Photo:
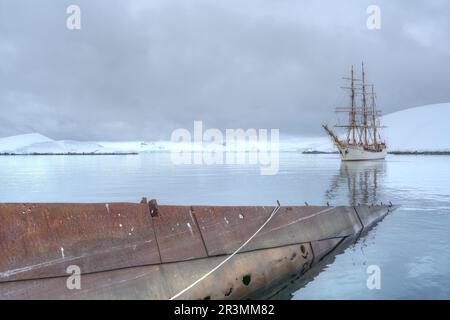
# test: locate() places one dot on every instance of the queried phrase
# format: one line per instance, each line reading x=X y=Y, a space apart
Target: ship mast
x=374 y=124
x=353 y=111
x=364 y=107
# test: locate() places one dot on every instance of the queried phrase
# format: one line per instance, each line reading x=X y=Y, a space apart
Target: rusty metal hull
x=124 y=251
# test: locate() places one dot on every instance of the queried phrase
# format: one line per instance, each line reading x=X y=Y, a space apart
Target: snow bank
x=425 y=128
x=419 y=129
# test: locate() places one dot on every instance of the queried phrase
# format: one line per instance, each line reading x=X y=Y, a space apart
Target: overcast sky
x=140 y=69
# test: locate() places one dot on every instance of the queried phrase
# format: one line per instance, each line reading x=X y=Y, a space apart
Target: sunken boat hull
x=136 y=251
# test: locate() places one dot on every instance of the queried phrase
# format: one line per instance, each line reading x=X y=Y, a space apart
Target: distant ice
x=424 y=128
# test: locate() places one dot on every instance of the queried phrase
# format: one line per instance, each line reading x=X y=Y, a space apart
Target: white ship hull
x=358 y=153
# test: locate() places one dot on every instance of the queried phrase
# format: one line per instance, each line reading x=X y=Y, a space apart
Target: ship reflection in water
x=362 y=179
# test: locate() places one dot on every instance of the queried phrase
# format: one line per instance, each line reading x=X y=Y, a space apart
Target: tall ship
x=362 y=139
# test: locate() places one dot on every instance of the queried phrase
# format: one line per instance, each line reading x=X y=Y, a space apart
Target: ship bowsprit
x=150 y=251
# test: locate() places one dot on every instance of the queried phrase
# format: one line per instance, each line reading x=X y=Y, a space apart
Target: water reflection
x=360 y=181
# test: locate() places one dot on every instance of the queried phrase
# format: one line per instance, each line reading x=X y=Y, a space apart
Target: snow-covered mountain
x=422 y=128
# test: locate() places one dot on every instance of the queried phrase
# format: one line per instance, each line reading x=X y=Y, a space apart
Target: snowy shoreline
x=416 y=131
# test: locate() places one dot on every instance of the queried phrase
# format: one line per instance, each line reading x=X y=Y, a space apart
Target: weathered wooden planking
x=42 y=240
x=178 y=235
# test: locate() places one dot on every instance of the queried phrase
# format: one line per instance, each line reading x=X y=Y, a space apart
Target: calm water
x=411 y=246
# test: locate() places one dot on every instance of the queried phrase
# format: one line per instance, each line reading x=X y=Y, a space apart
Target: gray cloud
x=140 y=69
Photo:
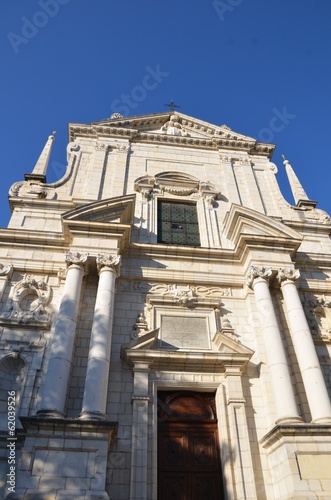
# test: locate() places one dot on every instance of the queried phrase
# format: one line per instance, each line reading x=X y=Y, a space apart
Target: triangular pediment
x=225 y=352
x=173 y=127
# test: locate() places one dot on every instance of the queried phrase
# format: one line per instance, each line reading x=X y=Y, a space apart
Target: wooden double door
x=188 y=447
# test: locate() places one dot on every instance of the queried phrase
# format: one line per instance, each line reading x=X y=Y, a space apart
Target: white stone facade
x=97 y=317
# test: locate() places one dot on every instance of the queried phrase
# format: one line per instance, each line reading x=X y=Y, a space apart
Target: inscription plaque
x=184 y=332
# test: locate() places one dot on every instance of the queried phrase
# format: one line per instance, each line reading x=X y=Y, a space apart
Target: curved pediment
x=242 y=221
x=113 y=210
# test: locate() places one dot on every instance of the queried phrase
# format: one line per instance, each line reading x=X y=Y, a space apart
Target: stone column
x=6 y=271
x=56 y=382
x=239 y=446
x=313 y=380
x=140 y=400
x=97 y=375
x=285 y=404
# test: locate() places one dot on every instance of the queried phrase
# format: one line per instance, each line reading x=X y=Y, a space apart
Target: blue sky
x=261 y=67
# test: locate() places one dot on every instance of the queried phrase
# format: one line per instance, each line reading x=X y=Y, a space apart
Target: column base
x=64 y=459
x=50 y=414
x=289 y=420
x=323 y=420
x=299 y=460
---*---
Restate the data word for word, minus any images.

Photo:
# test: locate() places one dot on every instance of the queried phrase
# format: one line per instance, each line reading x=X y=Y, a space apart
Target: ship mast
x=374 y=124
x=353 y=111
x=364 y=107
# test: locate() places one dot on every instance of the queried phrase
# format: one line per instance, each line reading x=X y=Y, a space apart
Target: rusty metal hull
x=124 y=251
# test: locate() places one dot on every instance of the queried phrase
# format: one line per instance, each line reading x=X y=Y, a space apart
Target: snow bank
x=425 y=128
x=419 y=129
# test: locate() places one dot on every instance of the queried phrase
# format: one line per instance, each line reading x=X y=Y, a space apart
Target: overcast sky
x=140 y=69
# test: locate() places one dot on every instance of the queried phrase
# format: one line per instance, each line reading x=X y=Y, a space apart
Target: sunken boat hull
x=136 y=251
# test: locate() places one dot on every instance of the queried phrase
# format: one line per instance, each line reading x=X y=Y, a space apart
Target: distant ice
x=424 y=128
# test: locate() places one dot on every instance of the queried phrase
# format: one line per instance, each line reading x=X y=Y, a space apart
Target: white ship hull
x=358 y=153
# test: locate() places one dot on every instance of the queried phrase
# format: one line per instance, each line reading x=X y=Y, a space apart
Target: ship reflection in water
x=362 y=179
# test: locate() places one dot on every instance of the queried phrase
# format: one line per instance, each line reading x=X y=Y, a space apart
Target: tall ship
x=362 y=139
# test: locate() places one dot on every instance of the queried phrase
# format: one line per instance, each line reading x=X y=Y, a space apart
Target: ship bowsprit
x=150 y=251
# test: locate() places one dot on every instance of the queried phrase
# format: one line per instance, each line reading x=X y=Y, a space apart
Target: water reflection
x=360 y=181
# test: locate() places one dot on every instance of the queried phrase
# format: one line per instance, each line reading x=X y=Y, a space apart
Target: snow-covered mountain
x=422 y=128
# test: locate() places one dot on every instance of the queried phrase
# format: one line per instance, each line reading x=X y=Y, a space apart
Target: snowy shoreline
x=416 y=131
# test: locate() places one dot on every instance of the queried phrase
# format: one line per instance, each line reading x=X y=Y, a space apart
Target: weathered wooden planking
x=42 y=240
x=178 y=235
# test: locate() places one dot on every instance of the queried phrase
# format: one line per instance, each line reading x=X y=Y, a space apart
Target: calm water
x=411 y=246
# test: locate() places one dot on every instance of the queried phrase
# format: one line per instance, each line reading x=X y=Y, a space apart
Target: gray cloud
x=140 y=69
Photo:
# test: locate() places one dot on every instance of the queried phrase
# format: one line per instance, each line reading x=X y=Y, a space apart
Target: triangular pediment
x=225 y=352
x=173 y=127
# test: locate() places one dot on every instance of the queried phrase
# format: one line per instance, each line reading x=X y=Y, a space apart
Target: wooden double door
x=188 y=447
# test: locate() places one dot on every instance of the queried phrase
# format: one line per instance, each line reading x=X y=Y, a space apart
Target: white stone facade
x=97 y=317
# test: locate() places one dot on every instance of the queried phrase
# format: one line per instance, each line reading x=X y=Y, a space apart
Target: inscription plaque
x=184 y=332
# test: locate() places one dot on every instance of the queried phrase
# format: one line per instance, each line reading x=X y=Y, a space apart
Target: curved pediment
x=242 y=221
x=113 y=210
# test: locate() places one dot on every instance of the queried phrase
# format: one line per instance, each line reading x=X y=Y, a space apart
Target: stone column
x=6 y=271
x=56 y=382
x=239 y=446
x=313 y=380
x=140 y=400
x=97 y=375
x=285 y=404
# test: locate() places one dot on every instance of the queried phrase
# format: one line per instance, each line reading x=X y=Y, a space apart
Target: blue sky
x=261 y=67
# test: locate() places one dot on every instance of the queried phrase
# format: one line per instance, each line reading x=X y=Y, a space apart
Target: column base
x=64 y=459
x=50 y=414
x=289 y=420
x=323 y=420
x=299 y=460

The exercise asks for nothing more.